Record list =
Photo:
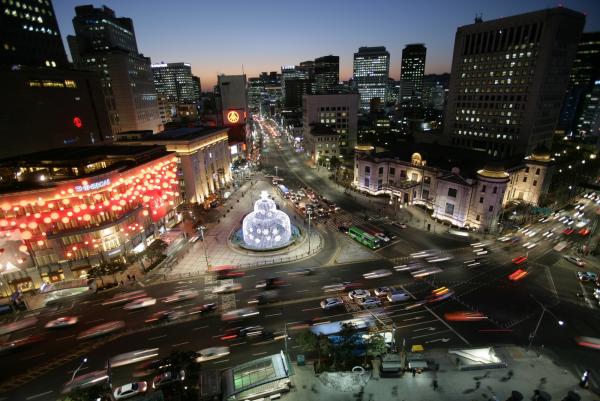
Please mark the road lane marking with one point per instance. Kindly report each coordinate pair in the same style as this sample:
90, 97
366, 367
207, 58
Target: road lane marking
157, 337
33, 397
274, 314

Problem to work on = Reproduce the data above verbatim, line for line, omitting the picture.

Final answer =
Photo:
Please mark the road lane marking with one point per instance. Kindly report each coordinate pair in the same style as this sample:
90, 97
366, 367
207, 58
Target: road lane marking
157, 337
33, 397
274, 314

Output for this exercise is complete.